Added Feb 5, 2015: Just saw that another web site has linked to this blog post: If you want to learn more about the Do’s and Don’ts of camper toilets, click to (though in German).

Wall Panels And Floor Plate

26 06 2012

Last year I got all plywood side panels into the van. In June 2012 I now finally got the nitty gritty bits done which I generously skipped last year. All holes drilled for the screws which hold the panels have now been rust protected (painted with rust converter, then primer and white paint).

Big opening is for clips keeping the original wall panels in place. Smaller hole is for my plywood panel, now rust protected.

The side panels left and right of the back bench got two layers of Reimo Xtreme insulation mats behind them and a layer of plastic foil as moisture barrier.

Naked side wall, left of back bench.

Now with Reimo Xtreme insulation mat in place.

With plastic foil sticky-taped on top as moisture barrier.

And closed with plywood panel. Already started to develop some patina where the sunlight hit it.

Underneath the floor panel is a central ventilation outlet of the auxiliary heating Taiga Lily came with. The heater did not work anymore and is difficult/expensive to fix, so I got it taken out and will perhaps install a more modern campervan heater at some point in the future. For the time being I closed this airvent opening by stuffing it with pieces of Xtreme insulation material and sealing the surface with acid-free silicon, to prevent moisture from coming in under the floor panel. Another set of air ventilation openings, in the floor between the front seats, probably also belongs to the non-functional heating system and was blocked with insulation mat as well, sealed with acid-free silicon and then closed with the original metal cover. I painted this in shiny black before just so that everything is rust protected and in its place, but most of it will later be covered by the floor panel itself.

Ventilation outlet in center of floor panel, closed with insulation material.

Ventilation outlet at back end of walk way between the front seats, covered with freshly painted metal cover frame and closed with insultation material and plastic foil.
========================================
WORK REQUEST:
Write the next few sentences of the post about the van's wall panels and floor plate, picking up after its final caption.

DATA:
========================================
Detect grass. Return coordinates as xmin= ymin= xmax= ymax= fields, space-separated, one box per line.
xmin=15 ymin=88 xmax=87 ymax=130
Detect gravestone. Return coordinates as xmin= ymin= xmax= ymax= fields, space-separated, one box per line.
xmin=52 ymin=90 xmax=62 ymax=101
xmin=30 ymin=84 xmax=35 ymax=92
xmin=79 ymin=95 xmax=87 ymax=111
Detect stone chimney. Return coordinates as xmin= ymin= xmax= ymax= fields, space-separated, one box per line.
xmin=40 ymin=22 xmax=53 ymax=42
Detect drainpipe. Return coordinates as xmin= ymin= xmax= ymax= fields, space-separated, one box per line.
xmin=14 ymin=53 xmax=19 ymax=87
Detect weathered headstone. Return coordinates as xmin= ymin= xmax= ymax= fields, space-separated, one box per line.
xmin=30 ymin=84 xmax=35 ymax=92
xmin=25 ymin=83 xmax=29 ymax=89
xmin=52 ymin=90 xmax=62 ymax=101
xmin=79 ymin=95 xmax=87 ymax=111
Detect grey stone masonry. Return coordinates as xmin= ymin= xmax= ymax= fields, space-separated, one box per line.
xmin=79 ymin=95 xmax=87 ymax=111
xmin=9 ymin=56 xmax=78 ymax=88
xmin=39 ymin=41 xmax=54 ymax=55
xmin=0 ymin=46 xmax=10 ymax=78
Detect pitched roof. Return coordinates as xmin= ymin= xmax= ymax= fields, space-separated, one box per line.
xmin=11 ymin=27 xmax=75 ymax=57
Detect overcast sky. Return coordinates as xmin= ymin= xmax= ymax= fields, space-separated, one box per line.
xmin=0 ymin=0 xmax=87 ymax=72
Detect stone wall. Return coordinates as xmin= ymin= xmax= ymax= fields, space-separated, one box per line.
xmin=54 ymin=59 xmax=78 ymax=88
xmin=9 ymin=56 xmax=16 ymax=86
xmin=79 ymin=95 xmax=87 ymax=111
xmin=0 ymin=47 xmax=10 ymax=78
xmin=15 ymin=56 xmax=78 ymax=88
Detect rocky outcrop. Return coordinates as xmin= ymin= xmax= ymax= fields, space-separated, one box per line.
========================================
WRITTEN REPLY:
The floor panel, last year just placed on a layer of Xtreme mat, was now bolted with four 8mm stainless steel machine bolts and large 4-cm-diameter stainless steel washers in each corner through the floor panel to the car. The bolts were sealed from underneath with Sikaflex sealing paste. Before fixing the floor panel to the car, I drilled holes into it for the attachment points of the back bench, a wooden box which will hold the Porta Potti and for a kitchenblock and hammered drive-in nuts (German: Einschlagmuttern) from underneath into the floor plate: The four clamps for the back bench are now attached to the floor panel with eight 6mm machine bolts, the future kitchenblock has attachment points for five 8mm bolts, and the toilet box will be bolted to two wooden bars which are each fixed with two 6mm bolts to the floor plate. In the end all this effort is for the hopefully never to happen event that we roll the car in an accident. All the furniture should then hopefully stay in its place and not hammer into us. Finally, all edges of the floor plate were sealed to the car and to the side wall panels with acid-free silicon to make sure no moisture will get under the floor plate if water is spilled in the car. Better safe than sorry.

Floor plate in: Edge to side panels and wheel housings sealed with silicone and plate bolted through floor panel of the van with 8mm bolt (large washer). Clamps are to fix original back bench to the floor panel, now bolted to it with four 6mm bolts.

Floor plate bolt from underneath the car, behind left front wheel housing: 8mm bolt, 4 cm washer, sealed with black Sikaflex. The complete undercarriage needs a work over – will happen later this year.